- **Problem details**: Without the pictures, return each record as it appears.

- **Exercise material**:
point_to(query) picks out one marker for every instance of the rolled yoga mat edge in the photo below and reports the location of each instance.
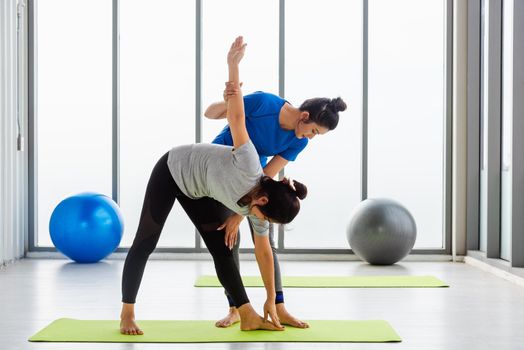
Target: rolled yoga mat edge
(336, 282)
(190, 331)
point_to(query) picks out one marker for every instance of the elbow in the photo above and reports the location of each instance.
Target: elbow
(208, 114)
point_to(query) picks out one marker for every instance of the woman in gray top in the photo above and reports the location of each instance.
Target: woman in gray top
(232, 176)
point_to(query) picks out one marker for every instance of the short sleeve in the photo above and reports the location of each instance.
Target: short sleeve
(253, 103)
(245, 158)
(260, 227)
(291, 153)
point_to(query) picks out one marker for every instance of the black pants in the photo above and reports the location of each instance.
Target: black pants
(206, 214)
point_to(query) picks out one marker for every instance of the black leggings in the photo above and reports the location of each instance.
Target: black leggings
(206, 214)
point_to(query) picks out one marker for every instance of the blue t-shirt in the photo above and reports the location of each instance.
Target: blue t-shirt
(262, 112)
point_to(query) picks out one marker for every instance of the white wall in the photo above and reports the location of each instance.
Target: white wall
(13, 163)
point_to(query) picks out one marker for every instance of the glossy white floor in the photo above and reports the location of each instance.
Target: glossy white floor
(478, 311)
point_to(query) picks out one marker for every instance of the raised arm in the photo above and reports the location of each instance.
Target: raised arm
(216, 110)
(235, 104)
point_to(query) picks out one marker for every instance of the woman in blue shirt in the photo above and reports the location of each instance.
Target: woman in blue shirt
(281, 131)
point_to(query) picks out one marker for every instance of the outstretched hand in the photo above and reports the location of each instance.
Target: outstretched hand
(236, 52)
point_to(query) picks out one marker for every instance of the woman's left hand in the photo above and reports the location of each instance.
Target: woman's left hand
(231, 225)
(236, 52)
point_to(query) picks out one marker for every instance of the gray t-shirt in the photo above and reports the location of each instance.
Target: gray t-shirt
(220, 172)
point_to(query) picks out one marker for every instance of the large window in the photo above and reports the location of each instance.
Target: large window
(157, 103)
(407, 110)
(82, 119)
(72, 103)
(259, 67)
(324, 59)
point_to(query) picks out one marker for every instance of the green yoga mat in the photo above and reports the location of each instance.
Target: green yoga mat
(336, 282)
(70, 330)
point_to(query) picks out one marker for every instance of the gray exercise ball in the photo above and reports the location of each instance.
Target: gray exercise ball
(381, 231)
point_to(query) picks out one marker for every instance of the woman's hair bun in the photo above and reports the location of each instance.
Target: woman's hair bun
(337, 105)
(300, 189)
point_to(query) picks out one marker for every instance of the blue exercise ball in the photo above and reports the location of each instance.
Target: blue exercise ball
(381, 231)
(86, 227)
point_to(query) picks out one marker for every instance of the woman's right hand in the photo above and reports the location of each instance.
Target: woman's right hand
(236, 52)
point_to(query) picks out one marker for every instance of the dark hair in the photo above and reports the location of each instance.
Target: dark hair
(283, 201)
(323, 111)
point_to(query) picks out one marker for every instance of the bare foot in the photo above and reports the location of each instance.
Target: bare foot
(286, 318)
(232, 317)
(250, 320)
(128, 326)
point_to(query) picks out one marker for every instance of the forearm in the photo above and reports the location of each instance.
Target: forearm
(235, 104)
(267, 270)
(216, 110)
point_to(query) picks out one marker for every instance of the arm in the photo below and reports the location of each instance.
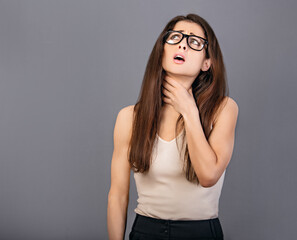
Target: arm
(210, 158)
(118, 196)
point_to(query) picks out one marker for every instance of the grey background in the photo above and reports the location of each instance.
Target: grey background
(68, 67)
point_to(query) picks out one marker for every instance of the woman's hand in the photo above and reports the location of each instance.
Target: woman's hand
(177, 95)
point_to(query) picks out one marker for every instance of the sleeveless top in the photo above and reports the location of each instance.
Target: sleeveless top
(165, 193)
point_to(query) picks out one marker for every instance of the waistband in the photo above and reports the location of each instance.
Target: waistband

- **Written response**:
point_to(query) picks out one marker for every instance of the rolled yoga mat edge in the photo below and reports the location of each instance.
Target: rolled yoga mat edge
(336, 282)
(190, 331)
point_to(query) picks out one marker for every instance of the elbow in the photo above and reports the location of each instance.
Target: elbow
(208, 114)
point_to(query) picks out one marker for every instance of the woman in gray top in the photo above and reports the location of each instance.
Target: woman in gray top
(232, 176)
point_to(query) picks out one marker for every instance of the short sleeve in the photo above and reports the location of each instance.
Target: short sleeve
(253, 103)
(245, 158)
(260, 227)
(291, 153)
point_to(query) picks out one marker for every instance of the black pants in the photo above and reports the location of each instance.
Target: black pants
(206, 214)
point_to(query) picks out one marker for every instance of the black leggings in the photo above and reports the location of each instance.
Target: black leggings
(206, 214)
point_to(query) picks out one marker for every instance of the blue t-shirt in the photo above and reports the location of each instance.
Target: blue t-shirt
(262, 112)
point_to(query) picks out one marker for every instance of the white wall in the photo above and reports the location of each instance.
Target: white wall
(13, 163)
point_to(query) picks out one marker for every instance of the glossy white floor in the photo above and reports the location of each instance.
Target: glossy white floor
(478, 311)
point_to(query) picks out one marker for every instance of the raised arm in the photo above and reports the location of each instance.
Target: raised arm
(216, 110)
(235, 104)
point_to(query) picks out one marker for every instance of the woman in blue shirt in the photo above and reports the location of each instance.
Target: woman in blue shirt
(281, 131)
point_to(query) picks out one marker for every instance of the outstretched hand in the photo above and reports the location of each instance.
Target: outstretched hand
(236, 52)
point_to(query) picks out one marker for every instance of the woman's left hand in the photo above and reports the location of each instance.
Target: woman's left hand
(231, 225)
(236, 52)
point_to(query) picks out one marker for every instance of the gray t-shirt in the photo above and reports the location of each instance.
Target: gray t-shirt
(220, 172)
point_to(query) picks out one marker for every instance of the large window in the photo above and reports the location of each instance.
Target: large window
(157, 103)
(407, 110)
(82, 119)
(72, 103)
(259, 67)
(324, 59)
point_to(query) picks out one marker for every instance of the green yoga mat in the photo above and reports the location of each instance.
Target: green yoga mat
(336, 282)
(70, 330)
point_to(query) picks out one marker for every instance of the gray exercise ball in the photo above and reports the location of each instance.
Target: gray exercise ball
(381, 231)
point_to(query) picks out one marker for every instance of the woman's hair bun in the photo above and reports the location of each instance.
Target: woman's hair bun
(337, 105)
(300, 189)
point_to(query) picks out one marker for every instance of the blue exercise ball in the photo above and reports the location of each instance.
Target: blue exercise ball
(381, 231)
(86, 227)
point_to(query) picks out one marker for every instance of the woman's right hand in the photo above and reports the location of each instance.
Target: woman's right hand
(236, 52)
point_to(query) picks out one marker for every instance of the dark hair in the photo above and reports the location of each instance.
Target: dark hair
(283, 201)
(323, 111)
point_to(query) picks out one marker for every instance of the bare foot in the photo above and reports the location of each instance.
Target: bare foot
(286, 318)
(232, 317)
(250, 320)
(128, 326)
point_to(query) picks out one marker for every instance of the forearm in the photo above and reports the location of each instance.
Target: forearm
(235, 104)
(267, 270)
(216, 110)
point_to(query) picks out one marker for every instance of the arm in the photo below and reports the location of each instance.
Target: arm
(210, 158)
(118, 196)
point_to(query) picks out one marker for every instance of the grey background in the photo above and reports the location of each instance.
Target: grey background
(68, 67)
point_to(query) picks out one marker for every instance of the woman's hand in the photo above and reports the location of each instance.
Target: woman's hand
(177, 95)
point_to(query) picks out one marker for every instance of the sleeveless top in the photo above and reports the location of each instance.
Target: sleeveless top
(165, 193)
point_to(query) picks out one marker for every instance of the waistband in the photo above and reports the location of each instance.
Target: waistband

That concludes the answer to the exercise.